| Dataset rows |
++++++++++++++++++++

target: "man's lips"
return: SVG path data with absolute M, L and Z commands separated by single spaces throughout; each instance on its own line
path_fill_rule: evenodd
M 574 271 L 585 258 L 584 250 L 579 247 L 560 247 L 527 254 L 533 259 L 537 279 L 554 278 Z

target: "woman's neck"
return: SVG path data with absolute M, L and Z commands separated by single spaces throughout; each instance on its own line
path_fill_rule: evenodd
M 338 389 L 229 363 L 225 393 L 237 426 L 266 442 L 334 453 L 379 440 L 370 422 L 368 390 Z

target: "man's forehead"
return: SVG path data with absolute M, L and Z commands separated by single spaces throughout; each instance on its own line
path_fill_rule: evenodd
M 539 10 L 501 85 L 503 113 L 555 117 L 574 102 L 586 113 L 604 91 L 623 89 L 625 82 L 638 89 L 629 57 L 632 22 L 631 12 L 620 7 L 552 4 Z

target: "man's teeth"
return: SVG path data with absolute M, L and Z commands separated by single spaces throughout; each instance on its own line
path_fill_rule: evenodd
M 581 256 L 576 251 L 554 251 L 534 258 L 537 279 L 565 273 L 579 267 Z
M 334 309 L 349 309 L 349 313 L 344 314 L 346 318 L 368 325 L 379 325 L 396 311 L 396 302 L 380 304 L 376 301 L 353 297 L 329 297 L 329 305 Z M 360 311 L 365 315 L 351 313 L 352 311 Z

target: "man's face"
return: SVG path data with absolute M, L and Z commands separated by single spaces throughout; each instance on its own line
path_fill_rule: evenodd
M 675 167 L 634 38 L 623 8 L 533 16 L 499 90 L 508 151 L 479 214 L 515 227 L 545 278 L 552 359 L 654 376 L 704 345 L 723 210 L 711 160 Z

++++++++++++++++++++

| DIRECTIONS FOR THIS TASK |
Render every line of the rows above as a numbered list, leaving out the blank lines.

| CORRECT RESULT |
1. target: "man's lips"
2. return: SVG path data with absolute M, L and Z commands separated by single spaces throughout; each instance on its own line
3. path_fill_rule: evenodd
4. M 574 271 L 585 258 L 584 250 L 579 247 L 560 247 L 527 254 L 533 259 L 537 279 L 554 278 Z
5. target: "woman's neck"
6. return: SVG path data with absolute M, L and Z commands separated by single spaces throughout; each instance on its own line
7. path_fill_rule: evenodd
8. M 338 389 L 229 363 L 225 393 L 237 426 L 266 442 L 334 453 L 379 440 L 370 422 L 368 390 Z
9. target: "man's forehead"
10. return: SVG path data with absolute M, L and Z commands separated by single spaces throughout; each instance on its own line
11. path_fill_rule: evenodd
12. M 539 10 L 501 85 L 503 113 L 555 117 L 574 102 L 586 113 L 604 91 L 623 89 L 625 82 L 638 89 L 629 57 L 632 22 L 631 12 L 620 7 L 552 4 Z
13. target: "man's teeth"
14. return: SVG path data with absolute M, L and Z commands separated by single spaces throughout; each instance on its own line
15. path_fill_rule: evenodd
16. M 581 256 L 576 251 L 554 251 L 534 258 L 537 279 L 565 273 L 579 267 Z
17. M 334 309 L 349 309 L 349 313 L 344 314 L 346 318 L 368 325 L 379 325 L 396 311 L 396 302 L 380 304 L 376 301 L 353 297 L 329 297 L 329 305 Z M 360 311 L 365 315 L 351 313 L 352 311 Z
18. target: "man's face"
19. return: SVG path data with absolute M, L and Z commands separated by single spaces throughout; each instance on its own line
20. path_fill_rule: evenodd
21. M 675 167 L 634 38 L 623 8 L 533 16 L 499 90 L 508 151 L 479 214 L 515 227 L 545 278 L 552 359 L 654 376 L 704 345 L 723 210 L 711 160 Z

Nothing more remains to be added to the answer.